木工挽物という仕事

基本的には時代遅れの仕事
正反対の位置にいるブログから発信してみます
でもブログも先端じゃなくなりましたね

正念場

2012-02-21 22:26:18 | 仕事
15歳でうちに来てくれた職人さんはもう今年の誕生日に72歳になる
今も現役
僕が仕事始めてすぐ
うちは一軒のお客さんの仕事だけで全体の半分以上になった事がある
それが何年か続いた

昔から作っていた繰り出しの頭に付くギボシ  (画像お借りしました)
このてっぺんに金色に光る物
4分5厘 5分 5分5厘 6分 6分5厘 7分 8分 9分 1寸 1寸1分・・・・(直径をいう)

このうち5分から7分くらいまで
最盛期には1サイズ 6000個を3カ月から4カ月に一度ずつ
×2軒に納めてた
型を作って掴みっていう仕事をしてたけど
それでは他の仕事ができないくらいだったので
機械を導入した
これがツマミを作るのに最適な機械だったんで
うちに来た同業者から逆に注文を受ける形になってしまった
ケヤキの丸い鍋のツマミが万単位で出るようになった
職人さんはそのお客A木工所の専属のようにその仕事をこなし続けた
そうすると今度は肝心のギボシをやることができない
もう一台導入して今度は僕がその仕事を続けた

今は昔の仕事風景だ
彼はAさんのお気に入りで
いつの間にかオヤジの言うことよりAさんの言うことを聞く(笑)

> **作業の指示**:
1. 木工挽物の文章の内容と、次の(a)から(c)が合っているかを判断してください。それぞれ「はい」か「いいえ」で答え、決め手となる文章中の言葉をそのまま引用してください。
(a) 職人さんは15歳でうちに来た。
(b) 職人さんはすでに仕事を引退している。
(c) ケヤキの丸い鍋のツマミは百個単位で出ていた。
2. 木工挽物の文章によると、ギボシの最盛期には、1サイズを何個ずつ、どのくらいの間隔で納めていましたか。
3. 木工挽物の文章を、最後の文の後から書き続けてください。
このリストは別の出典から集めたものです。

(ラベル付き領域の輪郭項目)
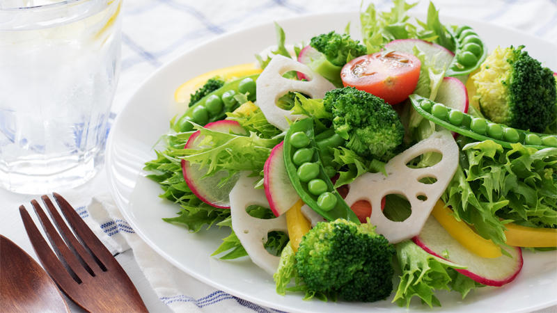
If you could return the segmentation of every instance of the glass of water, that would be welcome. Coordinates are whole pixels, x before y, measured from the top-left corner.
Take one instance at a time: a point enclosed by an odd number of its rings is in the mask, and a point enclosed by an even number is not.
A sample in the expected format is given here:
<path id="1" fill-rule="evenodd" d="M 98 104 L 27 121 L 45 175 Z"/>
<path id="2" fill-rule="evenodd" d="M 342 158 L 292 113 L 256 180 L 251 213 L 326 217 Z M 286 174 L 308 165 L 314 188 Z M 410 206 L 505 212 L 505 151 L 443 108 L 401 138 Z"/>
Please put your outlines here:
<path id="1" fill-rule="evenodd" d="M 74 187 L 103 161 L 121 0 L 0 1 L 0 186 Z"/>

> **解答一覧**:
1.
(a) はい。「15歳でうちに来てくれた職人さんはもう今年の誕生日に72歳になる」
(b) いいえ。「今も現役」
(c) いいえ。「ケヤキの丸い鍋のツマミが万単位で出るようになった」

2. 1サイズ6000個を、3カ月から4カ月に一度ずつ、2軒に納めていました。

3.
親父が時々ぼやいていた

その仕事場は名古屋の真ん中あたりにあってそろそろ廃材処理とか音とか
周りにマンションがいくつかできたことにより
居心地が悪くなった
いっそセレナーデ あいや いっそのことうちもマンションにすっか
ってことでその場を離れて今の天白に工場を移すことに決めたとき
親父が職人さんの意思を聞いた
うちの近くのマンションを買って楽な通勤をしていたけれど
今度車で20分ほど遠くへ行くことになる
もし通いたくなかったら もっと近いA木工所へ転職するか?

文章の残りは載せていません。